Your task: Reproduce every one of the entries below, character for character, with no changes.
#### Given data
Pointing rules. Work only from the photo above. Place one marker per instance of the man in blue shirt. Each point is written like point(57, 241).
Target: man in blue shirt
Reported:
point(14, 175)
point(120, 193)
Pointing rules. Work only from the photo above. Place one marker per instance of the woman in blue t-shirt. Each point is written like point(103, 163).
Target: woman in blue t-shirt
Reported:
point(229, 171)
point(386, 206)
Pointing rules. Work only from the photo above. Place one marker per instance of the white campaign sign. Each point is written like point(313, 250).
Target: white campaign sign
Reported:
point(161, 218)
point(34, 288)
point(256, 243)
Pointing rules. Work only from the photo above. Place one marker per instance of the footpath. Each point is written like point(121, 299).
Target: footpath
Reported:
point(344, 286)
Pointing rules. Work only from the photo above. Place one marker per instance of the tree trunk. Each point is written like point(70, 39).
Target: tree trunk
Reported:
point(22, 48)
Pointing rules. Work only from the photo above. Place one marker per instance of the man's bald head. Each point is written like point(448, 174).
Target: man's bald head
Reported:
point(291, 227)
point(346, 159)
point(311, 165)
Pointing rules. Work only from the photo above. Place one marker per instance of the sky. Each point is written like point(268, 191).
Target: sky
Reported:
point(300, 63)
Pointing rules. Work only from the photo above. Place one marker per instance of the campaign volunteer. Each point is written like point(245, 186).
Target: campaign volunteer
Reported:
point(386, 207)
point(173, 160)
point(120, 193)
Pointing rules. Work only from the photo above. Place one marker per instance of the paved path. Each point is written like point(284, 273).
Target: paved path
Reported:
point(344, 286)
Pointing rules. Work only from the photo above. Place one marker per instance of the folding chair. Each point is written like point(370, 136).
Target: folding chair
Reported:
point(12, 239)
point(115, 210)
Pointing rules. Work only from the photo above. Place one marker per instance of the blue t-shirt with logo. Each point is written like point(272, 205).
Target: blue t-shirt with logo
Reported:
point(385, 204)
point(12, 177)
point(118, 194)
########
Task solution:
Pointing rules. Work only from the photo above. Place one marker per instance of the man in blue shirt. Each point is written like point(57, 241).
Target: man in blue shirt
Reported:
point(14, 175)
point(120, 193)
Pointing rules. Work only from the photo above. Place one marker per instance of the woman in blue t-shirt. Each point is written like point(103, 163).
Target: woman in blue t-shirt
Reported:
point(229, 171)
point(386, 206)
Pointing rules. Work only from the photo above. Place one marker per instance of the white campaign sign. Each point is written like point(313, 250).
Target: white campaign sign
Reported:
point(161, 218)
point(34, 288)
point(256, 243)
Pointing rules. Work only from the photo above. Place one marker per instance of the footpath. Each point is written like point(121, 299).
Target: footpath
Reported:
point(344, 286)
Pointing rules. Work only from the photo above. Place one marker per instance of the tree trunk. Each point is written like point(70, 39).
Target: tree trunk
Reported:
point(22, 48)
Pointing rules. Work only from the photo above. Place one marker per instance of the man's bald head. Each point is written like point(448, 174).
Target: man's bald head
Reported:
point(291, 227)
point(346, 159)
point(311, 165)
Pointing rules. Work only from the photo above. Place one marker per instance of the sky. Each point is written like point(268, 191).
Target: sky
Reported:
point(300, 63)
Pointing rules. Work only from the photo above. Place one marker per instance of the campaign volunteer. Each point is written like point(245, 186).
Target: campaign volunteer
Reported:
point(386, 207)
point(173, 160)
point(120, 193)
Pointing rules. Work only from the photo above. Place one marker per instance of the paved path. Each point is written like point(284, 273).
Target: paved path
Reported:
point(344, 286)
Pointing rules. Work only from the photo above. Place one marker per instance of the folding chair. Each point is written like point(370, 136).
Target: folding chair
Reported:
point(12, 239)
point(115, 210)
Pointing rules. Work only from the photo above. Place one marker per instance of the blue t-shirt with logo. Each point is written like point(272, 205).
Target: blue t-shirt with logo
Reported:
point(385, 204)
point(12, 177)
point(118, 194)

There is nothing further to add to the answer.